***** TEKST *****
Mistrz obserwacji, czyli krakowskie „koci koci łapci” [fragment książki "Każdy inny. Wspomnienia o Jasiu Stoberskim"]
Wywiad z Adamem Macedońskim
Poznałem Stoberskiego jesienią 1959 roku, ale wzrokowo zapamiętałem go już wcześniej, kiedy tutaj na rogu, przy Drobnerówce, jeszcze wtedy istniejącym pięknym, drewnianym pawilonie, sprzedawał obwarzanki.
To musiało być we wczesnych latach pięćdziesiątych.
Niewielu potrafi powiedzieć, co robił przed debiutem, przed 55 rokiem.
Wiem, że przed wojną był przewoźnikiem na Wiśle, a potem handlował, jak większość rodaków. Mieszkał wtedy na Kawiorach, zajmował się handlem, nosił towary ze wsi do Krakowa. A zapamiętałem go, jak sprzedawał obwarzanki, bo był bardzo charakterystyczny, w okularach, z niebieskimi oczami, niski.
Opowiadał mi, że przed wojną zrezygnował z gimnazjum, bo chciał pracować nad swoim ciałem i duchem — zamieszkał wtedy na Krzemionkach w jakiejś grocie i przewoził ludzi przez Wisłę, we własnej płaskodennej łodzi. Zajmował się tym, dopóki go mieszkańcy Dębnik nie przyszli pobić w nocy, bo wydawał się im jakimś czarownikiem, który odprawia swoje gusła.
Słyszałem, że tuż po wojnie zaangażował się w budowę Nowej Huty.
***** DOSTARCZONE DANE *****
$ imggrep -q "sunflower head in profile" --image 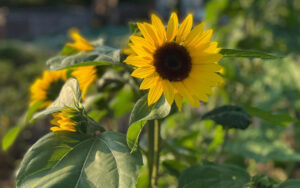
*****
** POLECENIE 1 **
Dlaczego, według wspomnienia o Stoberskim, mieszkańcy Dębnik przyszli go w nocy pobić?
** POLECENIE 2 **
Przepisz ze wspomnienia o Stoberskim fragment, który zaczyna się od „Wiem, że przed” i ciągnie aż do „odprawia swoje gusła.”.

** ODPOWIEDŹ 1 **
Wydawał się im jakimś czarownikiem, który odprawia swoje gusła.

** ODPOWIEDŹ 2 **
Wiem, że przed wojną był przewoźnikiem na Wiśle, a potem handlował, jak większość rodaków. Mieszkał wtedy na Kawiorach, zajmował się handlem, nosił towary ze wsi do Krakowa. A zapamiętałem go, jak sprzedawał obwarzanki, bo był bardzo charakterystyczny, w okularach, z niebieskimi oczami, niski.
Opowiadał mi, że przed wojną zrezygnował z gimnazjum, bo chciał pracować nad swoim ciałem i duchem — zamieszkał wtedy na Krzemionkach w jakiejś grocie i przewoził ludzi przez Wisłę, we własnej płaskodennej łodzi. Zajmował się tym, dopóki go mieszkańcy Dębnik nie przyszli pobić w nocy, bo wydawał się im jakimś czarownikiem, który odprawia swoje gusła.